_Problem requirements_. Arrange every line of the items below as a JSON list of strings, one string per line, with blank lines omitted. Leave the pictures out of the answer.

_Data supplied_.
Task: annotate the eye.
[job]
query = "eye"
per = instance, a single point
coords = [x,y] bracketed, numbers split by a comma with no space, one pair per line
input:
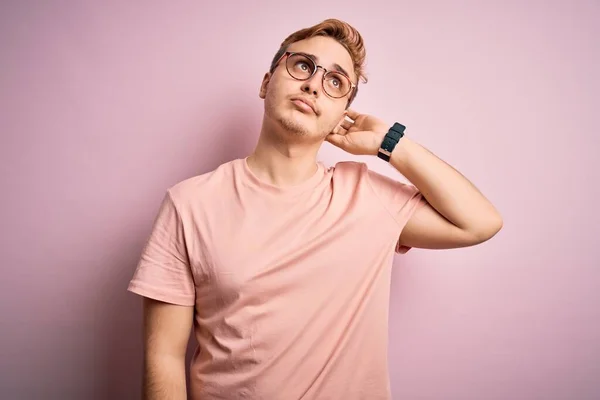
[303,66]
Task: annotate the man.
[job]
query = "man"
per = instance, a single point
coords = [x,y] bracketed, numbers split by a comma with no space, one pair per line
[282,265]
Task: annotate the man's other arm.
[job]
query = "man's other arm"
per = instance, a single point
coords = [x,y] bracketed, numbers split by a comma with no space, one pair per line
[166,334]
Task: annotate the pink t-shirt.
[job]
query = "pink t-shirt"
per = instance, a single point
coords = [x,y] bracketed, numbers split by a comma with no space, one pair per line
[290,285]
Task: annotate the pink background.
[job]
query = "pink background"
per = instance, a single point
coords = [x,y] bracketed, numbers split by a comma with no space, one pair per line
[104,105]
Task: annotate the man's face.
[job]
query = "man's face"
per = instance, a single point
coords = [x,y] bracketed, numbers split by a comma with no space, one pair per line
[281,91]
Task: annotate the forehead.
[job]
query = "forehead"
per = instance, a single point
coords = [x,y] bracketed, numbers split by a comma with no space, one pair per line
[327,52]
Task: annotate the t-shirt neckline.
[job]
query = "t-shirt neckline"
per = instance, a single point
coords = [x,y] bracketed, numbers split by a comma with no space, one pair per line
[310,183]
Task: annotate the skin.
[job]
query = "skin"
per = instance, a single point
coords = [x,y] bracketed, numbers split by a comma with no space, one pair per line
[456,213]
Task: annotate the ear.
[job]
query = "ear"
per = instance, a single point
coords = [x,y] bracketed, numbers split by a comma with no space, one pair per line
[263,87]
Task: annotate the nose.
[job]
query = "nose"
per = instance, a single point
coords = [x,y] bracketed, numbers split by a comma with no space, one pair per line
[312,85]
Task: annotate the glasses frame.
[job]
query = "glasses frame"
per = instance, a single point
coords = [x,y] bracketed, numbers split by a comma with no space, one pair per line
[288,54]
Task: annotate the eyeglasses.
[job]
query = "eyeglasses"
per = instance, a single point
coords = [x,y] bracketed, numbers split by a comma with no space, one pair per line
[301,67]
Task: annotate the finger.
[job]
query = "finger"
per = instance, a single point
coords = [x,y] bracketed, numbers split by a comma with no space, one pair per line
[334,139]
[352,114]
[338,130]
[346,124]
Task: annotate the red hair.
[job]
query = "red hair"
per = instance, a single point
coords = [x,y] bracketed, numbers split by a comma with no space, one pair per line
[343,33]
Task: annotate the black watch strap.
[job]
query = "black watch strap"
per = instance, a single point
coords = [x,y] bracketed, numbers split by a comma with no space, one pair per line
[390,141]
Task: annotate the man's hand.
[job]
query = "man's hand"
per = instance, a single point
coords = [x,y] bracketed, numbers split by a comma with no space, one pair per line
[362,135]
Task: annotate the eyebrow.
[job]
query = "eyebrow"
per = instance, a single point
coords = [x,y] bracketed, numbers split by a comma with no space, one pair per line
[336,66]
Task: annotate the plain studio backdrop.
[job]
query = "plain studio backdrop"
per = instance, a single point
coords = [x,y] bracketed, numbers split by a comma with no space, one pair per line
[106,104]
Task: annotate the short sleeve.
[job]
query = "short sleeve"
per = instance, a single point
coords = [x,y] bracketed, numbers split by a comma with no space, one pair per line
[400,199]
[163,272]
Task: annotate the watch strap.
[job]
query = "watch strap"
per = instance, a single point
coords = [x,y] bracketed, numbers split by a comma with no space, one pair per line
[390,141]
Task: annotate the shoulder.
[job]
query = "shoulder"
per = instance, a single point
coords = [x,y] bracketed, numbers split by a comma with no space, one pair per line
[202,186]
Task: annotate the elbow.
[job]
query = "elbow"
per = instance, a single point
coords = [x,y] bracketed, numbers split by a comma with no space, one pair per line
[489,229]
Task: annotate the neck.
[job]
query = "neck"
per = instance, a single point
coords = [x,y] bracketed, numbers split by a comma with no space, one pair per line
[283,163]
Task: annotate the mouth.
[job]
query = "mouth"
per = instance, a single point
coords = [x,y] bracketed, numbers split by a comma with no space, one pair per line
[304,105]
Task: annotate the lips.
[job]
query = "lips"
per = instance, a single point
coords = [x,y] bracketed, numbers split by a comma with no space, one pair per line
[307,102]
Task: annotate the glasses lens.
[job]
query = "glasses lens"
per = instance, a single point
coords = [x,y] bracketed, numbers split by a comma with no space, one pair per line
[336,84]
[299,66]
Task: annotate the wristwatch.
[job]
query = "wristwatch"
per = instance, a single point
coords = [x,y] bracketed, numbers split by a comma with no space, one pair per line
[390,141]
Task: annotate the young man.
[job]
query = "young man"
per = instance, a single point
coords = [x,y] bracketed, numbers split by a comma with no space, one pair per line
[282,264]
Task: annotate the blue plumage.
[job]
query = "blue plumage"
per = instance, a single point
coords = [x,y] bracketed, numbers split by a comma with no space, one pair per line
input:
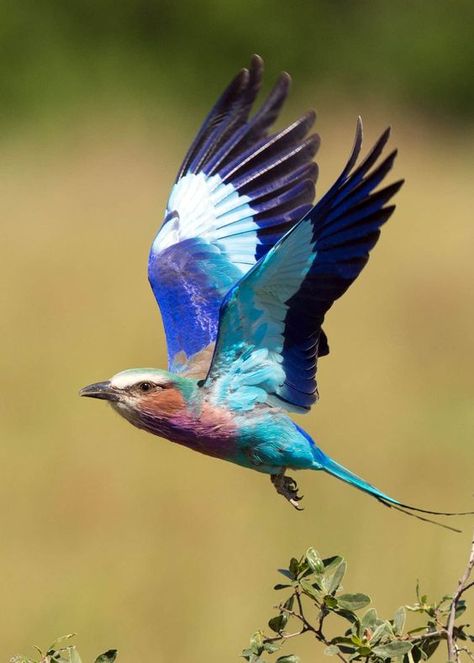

_The answer_.
[
  "Task: annotate the eye.",
  "[job]",
  "query = \"eye\"",
  "per = instance, a single point",
  "coords = [x,y] bracketed, numbers split by a comma with no space, one pair per line",
  "input:",
  "[303,66]",
  "Task: annotate the man.",
  "[job]",
  "query = \"man\"",
  "per = instance, a single point",
  "coords = [x,y] bracketed, numbers split by a comma with no space, one pair per line",
  "[282,265]",
  "Task: annotate the man's other arm.",
  "[job]",
  "query = \"man's other arm\"",
  "per = instance, a single point",
  "coords = [x,y] bracketed, numbers split by a comma with no space, one pair per line",
  "[166,334]",
  "Task: annotate the pink t-shirt.",
  "[job]",
  "query = \"pink t-shirt\"",
  "per = instance, a single point",
  "coords = [x,y] bracketed, numbers split by a comma with no space, one pair per line",
  "[290,285]",
  "Task: annotate the pink background.",
  "[job]",
  "query = \"pink background\"",
  "per = instance, a single point",
  "coords = [x,y] bracketed, numbers split by a comma with no space, one pair per line",
  "[104,105]",
  "Task: annotate the man's face.",
  "[job]",
  "query = \"man's face\"",
  "per = instance, a single point",
  "coords = [x,y] bracketed, numbers split by a comma with no space, one pair per line",
  "[281,91]",
  "Task: annotate the forehead.",
  "[job]",
  "query = \"forehead\"",
  "per = instance, a single point",
  "coords = [x,y] bracketed, numbers split by a comma with no space, one pair per line",
  "[327,52]",
  "Task: annotate the t-shirt neckline.",
  "[job]",
  "query = \"t-shirt neckline\"",
  "per = instance, a single point",
  "coords = [x,y] bracketed, numbers split by a comma with no space, one pair per line",
  "[310,183]",
  "Task: annotate the skin.",
  "[job]",
  "query = \"skin\"",
  "per = instance, a single point",
  "coords = [x,y] bracketed, numbers split by a comma with no space, one pair per line",
  "[456,213]",
  "Task: annotate the ear.",
  "[job]",
  "query = \"ear\"",
  "per = instance, a single point",
  "coords = [x,y] bracketed, numbers split by a comma with no space, one pair per line",
  "[263,87]",
  "Task: annotate the nose.",
  "[job]",
  "query = \"nose\"",
  "per = instance, a single point",
  "coords = [x,y] bracketed, numbers split by a comma with no space, one pair per line",
  "[312,85]",
  "Task: annotate the glasses frame.",
  "[job]",
  "query = \"glasses frame\"",
  "per = instance, a single point",
  "coords = [x,y] bracketed, numbers split by a comma with no space, one pair per line",
  "[288,54]",
  "Task: annotate the eyeglasses.",
  "[job]",
  "query = \"eyeglasses\"",
  "per = instance, a single point",
  "coords = [x,y] bracketed, numbers split by a comma with no space, one pair per line",
  "[301,67]",
  "Task: annotate the finger.",
  "[job]",
  "query = \"finger\"",
  "per = instance, a single point",
  "coords = [x,y] bracketed, numbers split by a comma with no space, one pair per line",
  "[334,139]",
  "[352,114]",
  "[338,130]",
  "[346,124]",
  "Task: annotate the red hair.",
  "[job]",
  "query = \"red hair\"",
  "per = instance, a single point",
  "coords = [x,y] bracketed, numbers split by a comma with no space, one pair per line",
  "[343,33]",
  "Task: annotate the black watch strap.",
  "[job]",
  "query = \"black watch strap\"",
  "per = instance, a single point",
  "coords = [x,y] bracketed, numbers split by a comma with no space, one pair per line",
  "[390,141]",
  "Task: annotate the man's hand.",
  "[job]",
  "query = \"man's hand\"",
  "per = instance, a single point",
  "coords = [x,y] bracketed, numbers split by a comma with no space, one pair per line",
  "[362,135]",
  "Task: annotate the eyebrow.",
  "[job]",
  "query = \"eyebrow\"",
  "per = instance, a single point",
  "coords = [x,y] bracketed, numbers split by a comma with no space, one pair per line",
  "[336,66]",
  "Task: annotate the plain studio backdrop.",
  "[job]",
  "query = \"plain studio backdrop\"",
  "per = instance, a single point",
  "coords = [x,y] bracketed, numbers split by a comma with no space, one pair per line",
  "[106,104]",
  "Task: annotate the short sleeve.",
  "[job]",
  "query = \"short sleeve\"",
  "per = instance, a single point",
  "coords = [x,y] bracketed, numbers split by a comma with no space, one pair per line",
  "[400,199]",
  "[163,272]",
  "Task: annotate the watch strap.",
  "[job]",
  "query = \"watch strap\"",
  "per = instance, a single point",
  "coords = [x,y] bracketed, numbers split by a comma with no space, one pair per line",
  "[390,141]",
  "Task: annotate the shoulder.",
  "[job]",
  "query = \"shoulder\"",
  "per = instance, a single point",
  "coords = [x,y] bracketed, numbers split by a comma with no space, one pair per line",
  "[202,186]",
  "Task: annotate the elbow.",
  "[job]",
  "query = \"elbow\"",
  "per = instance, a single point",
  "coords = [x,y] bracketed, numbers split by a comma with no space, one pair per line",
  "[489,229]",
  "Task: annotate the neck.",
  "[job]",
  "query = \"neck\"",
  "per = instance, a single point",
  "coords = [x,y] bracketed, numbers split by a comma with no space, one pair per line",
  "[283,163]",
  "Task: annotate the mouth.",
  "[job]",
  "query = \"mouth\"",
  "per = instance, a single point",
  "coords = [x,y] bracketed, numbers split by a comma with no space, one pair per line",
  "[304,105]",
  "Task: annotate the lips.",
  "[job]",
  "query = \"lips\"",
  "per = instance, a single point",
  "coords = [x,y] bracketed, numbers split by a comma with no space, one pair per line",
  "[307,102]",
  "Task: annotate the glasses lens.",
  "[job]",
  "query = \"glasses lens\"",
  "per = instance, a single point",
  "coords = [x,y] bracketed, numbers split by a comma with no space, one pair per line",
  "[336,84]",
  "[299,66]",
  "Task: annotate the wristwatch.",
  "[job]",
  "query = \"wristwatch\"",
  "per = instance, a single point",
  "coords = [x,y] bracketed, numbers split by a comma with no space, one pair per line",
  "[390,141]",
  "Task: annotate the young man.",
  "[job]",
  "query = \"young man\"",
  "per = instance, a single point",
  "coords = [x,y] bracketed, numbers split by a comma with no space, one pair per line",
  "[282,264]",
  "Task: annotate the blue plumage.",
  "[job]",
  "query = \"blue plumage\"",
  "per = instance, a single point",
  "coords = [x,y] bracketed, numbers split by a comma with no space, one pair per line",
  "input:"
]